══ Passage

Kenya: 12 Health Ministers Kicked Out Over Covid-19 Scandals

Women from Mokutani in Tiaty East Sub-county hold placards to relay anti-GBV messages as part of a celebration to mark 16 Days of Activism against violence (file photo).

At least a dozen health ministers have resigned across the world over coronavirus-related scandals.

They were forced out of office due to poor handling of the pandemic, misuse of public funds, and controversies related to vaccine roll-outs.

Slovak Health minister Marek Krajčí quit last week following a crisis triggered by a secret deal to acquire Russia's Sputnik V coronavirus vaccine. Kenyan authorities banned the administration of Sputnik V, which had already been imported by a private firm.

The pandemic has pushed the world into uncharted territory with the high turnover of ministers, unprecedented in recent times, most of them bowing to pressure over blunders in handling responses to the virus and graft allegations.

Asked whether he has contemplated resigning following controversies such as the Sputnik V vaccine and Kemsa scandal that created overnight millionaires, Health minister Mutahi Kagwe admits his job has not been easy.

"Like all jobs in the public sector, this is a thankless one. A sharp demand for oxygen, for instance, can be turned into a shortage scandal, making it look as if the ministry has failed," said Mr Kagwe, who was barely a month in office when Covid-19 hit Kenya in March last year.

Jordan's Nathir Obeidat resigned after at least six Covid-19 patients died in a government hospital due to a shortage of oxygen. Ecuador's Rodolfo Fardan resigned after just 19 days on the job.

Fardan quit last Friday, citing "strictly personal" reasons but his departure followed a raid by authorities on the ministry and a hospital in Quito, the capital, in an investigation into the vaccine roll-out.

Fardan had succeeded Juan Carlos Zevallos, who was also forced out of office in February in yet another cloud of controversy linked to vaccination. It was reported that Carlos had participated in an inoculation effort at the nursing home where his mother lives.

In February, Argentina's Gines Gonzalez Garcia quit amid concerns that people in the South American nation were using connections to jump the queue for vaccines.

════
══ Data for analysis

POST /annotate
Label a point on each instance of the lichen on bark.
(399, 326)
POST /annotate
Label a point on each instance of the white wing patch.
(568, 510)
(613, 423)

════

▶ _Task brief_
According to the article, what event led to the resignation of Jordan's Nathir Obeidat? These entries are separate material, unrelated to the article.

▶ _Response_
At least six Covid-19 patients died in a government hospital due to a shortage of oxygen.